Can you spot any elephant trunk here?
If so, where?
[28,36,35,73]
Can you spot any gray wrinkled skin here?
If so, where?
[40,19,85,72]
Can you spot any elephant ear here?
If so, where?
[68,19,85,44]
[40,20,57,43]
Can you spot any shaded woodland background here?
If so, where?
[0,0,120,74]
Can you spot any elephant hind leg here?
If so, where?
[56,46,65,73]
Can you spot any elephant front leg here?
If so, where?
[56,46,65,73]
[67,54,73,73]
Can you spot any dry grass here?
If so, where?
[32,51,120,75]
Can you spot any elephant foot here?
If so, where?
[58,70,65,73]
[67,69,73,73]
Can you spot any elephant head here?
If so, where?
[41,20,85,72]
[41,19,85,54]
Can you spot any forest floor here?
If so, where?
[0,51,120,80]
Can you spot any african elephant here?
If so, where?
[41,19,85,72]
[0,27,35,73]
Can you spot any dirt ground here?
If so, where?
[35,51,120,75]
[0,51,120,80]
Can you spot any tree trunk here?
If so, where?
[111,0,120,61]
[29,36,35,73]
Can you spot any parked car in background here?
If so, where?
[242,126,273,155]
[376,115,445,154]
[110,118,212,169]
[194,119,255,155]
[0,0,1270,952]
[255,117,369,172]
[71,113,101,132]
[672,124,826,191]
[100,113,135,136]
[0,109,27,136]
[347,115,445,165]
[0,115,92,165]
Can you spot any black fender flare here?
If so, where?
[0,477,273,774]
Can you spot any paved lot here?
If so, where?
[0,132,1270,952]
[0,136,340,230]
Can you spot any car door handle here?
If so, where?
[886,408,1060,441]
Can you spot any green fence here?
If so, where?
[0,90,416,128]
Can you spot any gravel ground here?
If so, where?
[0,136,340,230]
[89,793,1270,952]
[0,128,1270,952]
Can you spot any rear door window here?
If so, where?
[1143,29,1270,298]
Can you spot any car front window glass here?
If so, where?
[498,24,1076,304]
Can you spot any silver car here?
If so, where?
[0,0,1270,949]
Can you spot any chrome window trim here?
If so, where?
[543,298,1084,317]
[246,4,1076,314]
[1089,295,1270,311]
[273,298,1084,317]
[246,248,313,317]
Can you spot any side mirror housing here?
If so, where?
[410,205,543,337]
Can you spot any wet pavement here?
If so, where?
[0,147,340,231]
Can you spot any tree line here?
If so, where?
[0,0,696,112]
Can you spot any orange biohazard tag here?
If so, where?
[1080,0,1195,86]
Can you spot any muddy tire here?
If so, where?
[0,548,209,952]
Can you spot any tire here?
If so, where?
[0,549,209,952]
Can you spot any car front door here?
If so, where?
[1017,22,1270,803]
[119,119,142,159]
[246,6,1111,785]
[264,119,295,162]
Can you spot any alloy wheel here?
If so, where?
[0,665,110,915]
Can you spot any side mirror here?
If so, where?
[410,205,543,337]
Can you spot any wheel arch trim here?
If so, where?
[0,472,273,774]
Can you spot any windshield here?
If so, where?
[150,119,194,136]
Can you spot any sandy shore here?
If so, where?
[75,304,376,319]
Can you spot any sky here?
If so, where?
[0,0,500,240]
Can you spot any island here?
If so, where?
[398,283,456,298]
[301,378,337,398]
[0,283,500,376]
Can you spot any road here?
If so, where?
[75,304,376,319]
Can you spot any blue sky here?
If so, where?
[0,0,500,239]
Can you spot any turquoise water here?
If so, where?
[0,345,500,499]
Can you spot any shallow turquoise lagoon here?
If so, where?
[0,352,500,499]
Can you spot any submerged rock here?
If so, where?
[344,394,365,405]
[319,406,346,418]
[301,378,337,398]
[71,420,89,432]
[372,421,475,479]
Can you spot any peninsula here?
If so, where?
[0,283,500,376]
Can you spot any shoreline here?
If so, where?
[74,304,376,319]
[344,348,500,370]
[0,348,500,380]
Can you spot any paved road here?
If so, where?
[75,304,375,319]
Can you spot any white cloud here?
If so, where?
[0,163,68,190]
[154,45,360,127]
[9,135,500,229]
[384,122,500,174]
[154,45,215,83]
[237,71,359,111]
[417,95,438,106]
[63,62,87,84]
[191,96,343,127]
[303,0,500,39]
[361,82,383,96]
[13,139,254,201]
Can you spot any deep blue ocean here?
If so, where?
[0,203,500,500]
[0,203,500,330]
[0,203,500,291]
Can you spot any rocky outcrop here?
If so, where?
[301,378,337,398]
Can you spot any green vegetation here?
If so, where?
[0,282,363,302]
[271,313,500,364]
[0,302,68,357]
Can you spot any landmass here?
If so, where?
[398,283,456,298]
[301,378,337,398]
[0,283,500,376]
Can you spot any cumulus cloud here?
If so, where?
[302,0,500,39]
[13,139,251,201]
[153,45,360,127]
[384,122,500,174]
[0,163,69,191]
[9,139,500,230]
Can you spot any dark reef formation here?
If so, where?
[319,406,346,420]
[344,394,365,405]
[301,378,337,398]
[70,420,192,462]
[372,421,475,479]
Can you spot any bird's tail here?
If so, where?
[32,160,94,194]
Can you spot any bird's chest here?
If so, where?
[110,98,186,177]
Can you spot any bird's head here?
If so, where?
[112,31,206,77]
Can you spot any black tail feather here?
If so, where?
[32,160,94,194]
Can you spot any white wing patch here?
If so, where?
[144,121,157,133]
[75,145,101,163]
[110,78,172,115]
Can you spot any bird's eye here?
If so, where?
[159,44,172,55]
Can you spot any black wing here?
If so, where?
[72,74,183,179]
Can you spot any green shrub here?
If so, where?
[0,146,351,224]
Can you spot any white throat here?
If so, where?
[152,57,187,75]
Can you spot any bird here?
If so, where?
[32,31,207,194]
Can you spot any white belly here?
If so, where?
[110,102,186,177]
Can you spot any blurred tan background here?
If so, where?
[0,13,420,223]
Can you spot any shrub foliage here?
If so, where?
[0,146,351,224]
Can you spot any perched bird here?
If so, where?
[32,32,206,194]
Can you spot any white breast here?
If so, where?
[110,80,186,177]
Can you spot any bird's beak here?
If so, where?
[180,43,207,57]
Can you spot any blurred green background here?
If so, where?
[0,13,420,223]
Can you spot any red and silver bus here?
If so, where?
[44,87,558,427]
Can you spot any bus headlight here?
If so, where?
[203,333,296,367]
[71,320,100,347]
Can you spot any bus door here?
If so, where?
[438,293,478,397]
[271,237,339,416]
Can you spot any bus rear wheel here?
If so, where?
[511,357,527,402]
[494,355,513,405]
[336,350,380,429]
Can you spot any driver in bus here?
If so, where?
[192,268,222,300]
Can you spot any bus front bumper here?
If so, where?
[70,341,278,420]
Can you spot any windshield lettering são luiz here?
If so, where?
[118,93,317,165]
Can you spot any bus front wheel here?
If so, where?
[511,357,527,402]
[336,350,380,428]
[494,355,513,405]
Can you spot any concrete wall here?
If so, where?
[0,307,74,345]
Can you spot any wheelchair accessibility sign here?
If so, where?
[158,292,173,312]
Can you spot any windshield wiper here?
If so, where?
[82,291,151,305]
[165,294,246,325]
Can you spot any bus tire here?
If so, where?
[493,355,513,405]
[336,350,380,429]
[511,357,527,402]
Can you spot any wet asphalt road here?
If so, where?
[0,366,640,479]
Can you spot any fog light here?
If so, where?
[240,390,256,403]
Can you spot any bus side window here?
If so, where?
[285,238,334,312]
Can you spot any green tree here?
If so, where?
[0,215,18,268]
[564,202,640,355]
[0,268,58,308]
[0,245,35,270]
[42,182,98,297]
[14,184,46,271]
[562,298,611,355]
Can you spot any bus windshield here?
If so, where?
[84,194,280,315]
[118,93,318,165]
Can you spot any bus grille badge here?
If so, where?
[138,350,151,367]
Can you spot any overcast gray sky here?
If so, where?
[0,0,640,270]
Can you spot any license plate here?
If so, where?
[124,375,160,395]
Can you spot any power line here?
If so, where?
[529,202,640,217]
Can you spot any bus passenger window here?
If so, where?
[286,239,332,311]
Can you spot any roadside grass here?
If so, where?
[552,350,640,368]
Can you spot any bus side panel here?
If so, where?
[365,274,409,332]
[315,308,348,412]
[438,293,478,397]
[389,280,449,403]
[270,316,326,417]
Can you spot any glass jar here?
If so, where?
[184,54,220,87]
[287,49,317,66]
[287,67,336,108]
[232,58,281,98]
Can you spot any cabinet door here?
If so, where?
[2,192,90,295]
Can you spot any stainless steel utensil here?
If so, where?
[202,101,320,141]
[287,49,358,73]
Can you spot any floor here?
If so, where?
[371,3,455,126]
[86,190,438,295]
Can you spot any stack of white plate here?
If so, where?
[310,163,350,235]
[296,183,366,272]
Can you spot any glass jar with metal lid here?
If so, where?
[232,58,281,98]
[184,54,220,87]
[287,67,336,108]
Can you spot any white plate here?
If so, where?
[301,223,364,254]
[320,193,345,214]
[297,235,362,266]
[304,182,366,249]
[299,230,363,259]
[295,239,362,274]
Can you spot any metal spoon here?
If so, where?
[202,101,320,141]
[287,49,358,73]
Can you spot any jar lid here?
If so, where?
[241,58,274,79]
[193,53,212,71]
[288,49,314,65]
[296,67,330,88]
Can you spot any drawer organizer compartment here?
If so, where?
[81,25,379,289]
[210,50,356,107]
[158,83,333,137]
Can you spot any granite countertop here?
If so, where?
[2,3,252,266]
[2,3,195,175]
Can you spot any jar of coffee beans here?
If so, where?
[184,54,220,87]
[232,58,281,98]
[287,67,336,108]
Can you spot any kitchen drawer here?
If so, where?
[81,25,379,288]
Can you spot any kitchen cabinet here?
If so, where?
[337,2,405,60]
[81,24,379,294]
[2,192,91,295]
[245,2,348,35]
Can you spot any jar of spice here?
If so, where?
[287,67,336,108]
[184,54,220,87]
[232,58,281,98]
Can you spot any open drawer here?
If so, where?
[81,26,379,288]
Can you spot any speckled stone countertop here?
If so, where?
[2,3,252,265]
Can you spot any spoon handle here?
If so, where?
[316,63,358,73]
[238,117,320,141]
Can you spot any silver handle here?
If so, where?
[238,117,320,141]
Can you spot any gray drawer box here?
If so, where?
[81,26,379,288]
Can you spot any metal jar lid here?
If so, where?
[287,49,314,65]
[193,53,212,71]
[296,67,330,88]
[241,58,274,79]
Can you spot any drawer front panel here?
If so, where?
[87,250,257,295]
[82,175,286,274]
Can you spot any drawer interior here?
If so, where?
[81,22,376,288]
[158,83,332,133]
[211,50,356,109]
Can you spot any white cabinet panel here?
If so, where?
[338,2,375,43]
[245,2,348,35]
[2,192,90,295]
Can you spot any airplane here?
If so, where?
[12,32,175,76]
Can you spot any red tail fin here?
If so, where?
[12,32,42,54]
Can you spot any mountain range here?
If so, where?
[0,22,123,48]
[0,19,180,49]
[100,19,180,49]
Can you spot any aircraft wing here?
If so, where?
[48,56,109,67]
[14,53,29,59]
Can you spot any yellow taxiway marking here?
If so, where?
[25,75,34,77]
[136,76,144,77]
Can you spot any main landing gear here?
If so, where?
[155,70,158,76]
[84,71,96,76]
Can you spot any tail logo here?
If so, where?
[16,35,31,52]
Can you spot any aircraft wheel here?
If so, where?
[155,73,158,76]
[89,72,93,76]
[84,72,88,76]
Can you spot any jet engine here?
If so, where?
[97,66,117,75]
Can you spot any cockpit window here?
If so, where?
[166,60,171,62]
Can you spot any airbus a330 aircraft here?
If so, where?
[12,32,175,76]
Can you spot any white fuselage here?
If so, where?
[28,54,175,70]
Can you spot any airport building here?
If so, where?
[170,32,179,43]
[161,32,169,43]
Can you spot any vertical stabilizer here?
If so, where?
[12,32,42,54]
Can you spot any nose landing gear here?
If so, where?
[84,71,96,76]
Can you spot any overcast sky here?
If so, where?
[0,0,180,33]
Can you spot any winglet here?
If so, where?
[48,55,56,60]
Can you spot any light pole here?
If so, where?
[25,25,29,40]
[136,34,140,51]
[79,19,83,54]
____
● **Exercise instructions**:
Return, unchanged, everything in the records from the line containing "Can you spot any white cabinet panel here?" down to the line containing "[28,54,175,70]", with both of those lines included.

● **Exercise result**:
Can you spot any white cabinet panel here?
If so, where?
[338,2,375,43]
[245,2,348,35]
[2,192,90,295]
Can you spot any airplane here?
If so, where?
[12,32,175,76]
Can you spot any red tail fin here?
If so, where?
[12,32,42,54]
Can you spot any mountain range here?
If so, where?
[0,22,123,48]
[0,19,180,49]
[100,19,180,49]
Can you spot any aircraft wing here?
If so, where?
[48,56,109,67]
[14,53,29,59]
Can you spot any yellow taxiway marking here?
If so, where?
[25,75,34,77]
[136,76,144,77]
Can you spot any main landing gear here?
If so, where?
[155,70,158,76]
[84,71,96,76]
Can you spot any tail logo here?
If so, where?
[16,35,31,52]
Can you spot any aircraft wheel here?
If so, where?
[155,73,158,76]
[89,72,93,76]
[84,72,88,76]
Can you spot any jet engine here?
If so, where?
[97,66,117,75]
Can you spot any cockpit window here?
If so, where?
[166,60,171,62]
Can you spot any airbus a330 aircraft here?
If so, where?
[12,32,175,76]
Can you spot any white fuselage here?
If so, where?
[28,54,175,70]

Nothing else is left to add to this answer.